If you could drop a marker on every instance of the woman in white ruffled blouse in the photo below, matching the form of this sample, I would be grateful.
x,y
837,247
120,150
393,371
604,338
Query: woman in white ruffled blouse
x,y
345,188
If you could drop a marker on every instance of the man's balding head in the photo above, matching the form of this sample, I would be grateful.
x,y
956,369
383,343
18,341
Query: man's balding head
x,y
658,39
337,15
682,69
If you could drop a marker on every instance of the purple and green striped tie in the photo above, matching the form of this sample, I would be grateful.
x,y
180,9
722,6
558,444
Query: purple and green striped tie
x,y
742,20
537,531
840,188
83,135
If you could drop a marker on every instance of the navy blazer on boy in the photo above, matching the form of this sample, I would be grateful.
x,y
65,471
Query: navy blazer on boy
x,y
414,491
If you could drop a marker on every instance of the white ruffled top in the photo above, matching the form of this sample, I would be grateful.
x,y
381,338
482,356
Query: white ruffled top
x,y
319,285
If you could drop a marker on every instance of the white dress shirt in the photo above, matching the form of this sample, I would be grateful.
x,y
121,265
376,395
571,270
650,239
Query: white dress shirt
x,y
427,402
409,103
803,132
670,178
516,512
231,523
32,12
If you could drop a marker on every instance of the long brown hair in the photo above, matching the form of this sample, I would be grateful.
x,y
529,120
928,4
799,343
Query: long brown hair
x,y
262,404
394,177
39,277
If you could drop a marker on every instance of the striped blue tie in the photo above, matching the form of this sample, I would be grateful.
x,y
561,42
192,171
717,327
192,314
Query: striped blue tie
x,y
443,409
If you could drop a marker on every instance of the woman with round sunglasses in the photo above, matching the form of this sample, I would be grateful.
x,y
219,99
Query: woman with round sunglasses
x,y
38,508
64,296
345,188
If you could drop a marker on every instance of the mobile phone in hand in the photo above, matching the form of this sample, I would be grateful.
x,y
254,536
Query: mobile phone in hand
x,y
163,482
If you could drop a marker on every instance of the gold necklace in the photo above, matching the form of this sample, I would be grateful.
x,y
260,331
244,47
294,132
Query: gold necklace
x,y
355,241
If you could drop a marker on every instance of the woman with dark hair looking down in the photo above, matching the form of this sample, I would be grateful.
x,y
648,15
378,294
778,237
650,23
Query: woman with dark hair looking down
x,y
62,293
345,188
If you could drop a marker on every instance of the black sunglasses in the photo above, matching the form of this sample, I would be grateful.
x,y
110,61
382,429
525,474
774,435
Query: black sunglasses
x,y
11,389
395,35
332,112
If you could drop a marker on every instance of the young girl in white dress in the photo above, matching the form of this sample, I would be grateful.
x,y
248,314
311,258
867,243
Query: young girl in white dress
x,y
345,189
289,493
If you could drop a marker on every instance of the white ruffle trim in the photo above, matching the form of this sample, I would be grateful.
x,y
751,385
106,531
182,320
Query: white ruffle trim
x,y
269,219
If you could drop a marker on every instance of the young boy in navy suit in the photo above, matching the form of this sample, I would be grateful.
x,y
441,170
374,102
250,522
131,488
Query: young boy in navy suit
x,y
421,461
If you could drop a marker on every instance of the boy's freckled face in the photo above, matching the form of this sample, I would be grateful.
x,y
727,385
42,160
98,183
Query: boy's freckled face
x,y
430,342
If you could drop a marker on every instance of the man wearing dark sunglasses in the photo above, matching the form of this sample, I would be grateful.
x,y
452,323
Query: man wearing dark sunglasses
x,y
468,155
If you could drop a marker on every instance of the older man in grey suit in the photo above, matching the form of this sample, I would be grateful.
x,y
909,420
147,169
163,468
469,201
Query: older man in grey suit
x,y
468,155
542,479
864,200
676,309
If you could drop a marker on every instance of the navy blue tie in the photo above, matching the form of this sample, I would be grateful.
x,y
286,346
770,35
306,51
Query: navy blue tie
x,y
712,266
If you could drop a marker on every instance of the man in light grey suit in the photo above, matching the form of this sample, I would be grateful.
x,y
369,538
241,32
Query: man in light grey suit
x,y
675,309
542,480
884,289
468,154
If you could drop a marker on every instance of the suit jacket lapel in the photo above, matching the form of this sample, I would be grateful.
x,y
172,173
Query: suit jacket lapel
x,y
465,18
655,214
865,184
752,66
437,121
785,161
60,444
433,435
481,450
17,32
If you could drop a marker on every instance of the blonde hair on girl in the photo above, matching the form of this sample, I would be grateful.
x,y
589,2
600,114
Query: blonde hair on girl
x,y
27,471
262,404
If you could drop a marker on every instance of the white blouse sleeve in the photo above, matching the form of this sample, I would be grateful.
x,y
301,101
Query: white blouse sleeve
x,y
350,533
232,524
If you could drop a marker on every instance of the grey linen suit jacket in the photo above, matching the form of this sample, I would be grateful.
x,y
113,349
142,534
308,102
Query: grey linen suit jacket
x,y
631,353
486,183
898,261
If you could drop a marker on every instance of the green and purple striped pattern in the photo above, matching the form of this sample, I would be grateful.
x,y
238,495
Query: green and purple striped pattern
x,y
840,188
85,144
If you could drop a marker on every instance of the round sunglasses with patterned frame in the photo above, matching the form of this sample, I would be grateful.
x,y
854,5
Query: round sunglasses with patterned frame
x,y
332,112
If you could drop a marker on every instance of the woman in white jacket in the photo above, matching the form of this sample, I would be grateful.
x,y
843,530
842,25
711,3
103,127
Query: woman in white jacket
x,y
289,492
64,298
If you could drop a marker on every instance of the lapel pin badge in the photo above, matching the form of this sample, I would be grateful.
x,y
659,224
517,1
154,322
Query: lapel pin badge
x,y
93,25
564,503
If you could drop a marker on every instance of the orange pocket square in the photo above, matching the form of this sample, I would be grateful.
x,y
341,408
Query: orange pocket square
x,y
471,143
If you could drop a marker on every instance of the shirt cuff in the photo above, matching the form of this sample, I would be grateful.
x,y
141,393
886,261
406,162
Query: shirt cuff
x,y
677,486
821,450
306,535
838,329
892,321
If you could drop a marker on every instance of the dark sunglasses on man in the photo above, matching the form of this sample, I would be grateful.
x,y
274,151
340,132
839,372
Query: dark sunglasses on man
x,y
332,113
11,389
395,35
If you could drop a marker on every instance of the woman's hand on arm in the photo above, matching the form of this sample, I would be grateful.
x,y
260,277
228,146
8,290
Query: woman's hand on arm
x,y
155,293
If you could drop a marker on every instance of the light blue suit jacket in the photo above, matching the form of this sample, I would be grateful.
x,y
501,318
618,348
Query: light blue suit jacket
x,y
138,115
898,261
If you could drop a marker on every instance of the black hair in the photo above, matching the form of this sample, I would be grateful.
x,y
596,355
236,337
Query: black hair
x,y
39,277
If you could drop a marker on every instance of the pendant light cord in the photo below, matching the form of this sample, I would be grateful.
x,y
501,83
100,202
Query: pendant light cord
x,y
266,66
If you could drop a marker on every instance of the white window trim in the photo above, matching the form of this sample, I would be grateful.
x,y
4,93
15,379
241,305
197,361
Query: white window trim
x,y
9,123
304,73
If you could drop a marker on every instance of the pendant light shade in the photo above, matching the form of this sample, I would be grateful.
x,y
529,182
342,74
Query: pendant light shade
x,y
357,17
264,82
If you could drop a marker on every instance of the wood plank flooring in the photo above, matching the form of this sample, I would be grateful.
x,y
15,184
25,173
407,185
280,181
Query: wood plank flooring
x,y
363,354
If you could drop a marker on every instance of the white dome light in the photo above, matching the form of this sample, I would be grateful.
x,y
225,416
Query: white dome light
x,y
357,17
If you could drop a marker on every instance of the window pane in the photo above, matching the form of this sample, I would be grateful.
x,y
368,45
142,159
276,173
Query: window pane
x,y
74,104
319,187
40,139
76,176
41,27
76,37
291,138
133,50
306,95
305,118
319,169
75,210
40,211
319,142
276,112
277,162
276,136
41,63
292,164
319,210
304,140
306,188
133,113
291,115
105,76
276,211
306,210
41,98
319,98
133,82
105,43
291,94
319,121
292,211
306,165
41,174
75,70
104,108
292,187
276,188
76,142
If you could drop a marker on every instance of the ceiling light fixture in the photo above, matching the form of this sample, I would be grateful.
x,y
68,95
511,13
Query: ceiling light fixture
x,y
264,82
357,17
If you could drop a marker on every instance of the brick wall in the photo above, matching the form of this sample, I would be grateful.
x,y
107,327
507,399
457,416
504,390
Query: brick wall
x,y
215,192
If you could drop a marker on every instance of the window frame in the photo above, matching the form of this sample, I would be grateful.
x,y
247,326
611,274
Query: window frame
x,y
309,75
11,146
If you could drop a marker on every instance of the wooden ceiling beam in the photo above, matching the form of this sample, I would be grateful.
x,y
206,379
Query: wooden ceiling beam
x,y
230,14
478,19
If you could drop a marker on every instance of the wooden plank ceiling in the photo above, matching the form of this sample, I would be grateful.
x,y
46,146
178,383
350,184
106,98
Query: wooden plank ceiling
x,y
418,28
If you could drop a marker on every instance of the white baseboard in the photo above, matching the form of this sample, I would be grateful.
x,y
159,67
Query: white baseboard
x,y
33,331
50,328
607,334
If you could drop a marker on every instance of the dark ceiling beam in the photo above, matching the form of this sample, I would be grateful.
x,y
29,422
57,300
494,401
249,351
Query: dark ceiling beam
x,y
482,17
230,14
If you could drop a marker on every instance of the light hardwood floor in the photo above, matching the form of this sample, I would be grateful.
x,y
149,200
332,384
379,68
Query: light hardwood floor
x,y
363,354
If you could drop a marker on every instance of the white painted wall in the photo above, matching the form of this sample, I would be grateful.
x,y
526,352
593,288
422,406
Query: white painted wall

> _Directive_
The answer consists only of the lines from the one containing "the window frame" to the end of the records, each written out exactly.

> _Full answer_
If you could drop a marker on every instance of the window frame in the photo above, matching the form of this sample, I would be grateful.
x,y
247,326
611,274
Query: window frame
x,y
309,75
11,146
If you could drop a marker on every instance of the wooden ceiling beam in the photo above, matching the form of this sample, I would be grateful.
x,y
206,379
Query: wooden ceiling beam
x,y
230,14
478,19
If you could drop a marker on every instance of the wooden plank ceiling in the photo above, matching the form of this sample, I would be grateful.
x,y
46,146
178,383
350,184
106,98
Query: wooden plank ceiling
x,y
418,28
If you could drop a marker on every instance of the white baseboard in the photo above, matching the form of this sample, I would be grateful.
x,y
159,67
Query: white baseboard
x,y
33,331
50,328
607,334
If you could drop a marker on every instance of the dark ceiling beam in the photo above, matching the form of this sample, I would be grateful.
x,y
29,422
57,300
494,401
249,351
Query: dark ceiling beam
x,y
482,17
230,14
If you could drop a marker on every instance of the light hardwood floor in the photo above, matching the form of this sample, I would be grateful.
x,y
149,200
332,384
379,68
Query: light hardwood floor
x,y
363,354
If you could drop a marker on every instance of the white painted wall in the photo above, matching the form of this sample, I would be grateful.
x,y
526,352
593,288
422,406
Query: white painted wall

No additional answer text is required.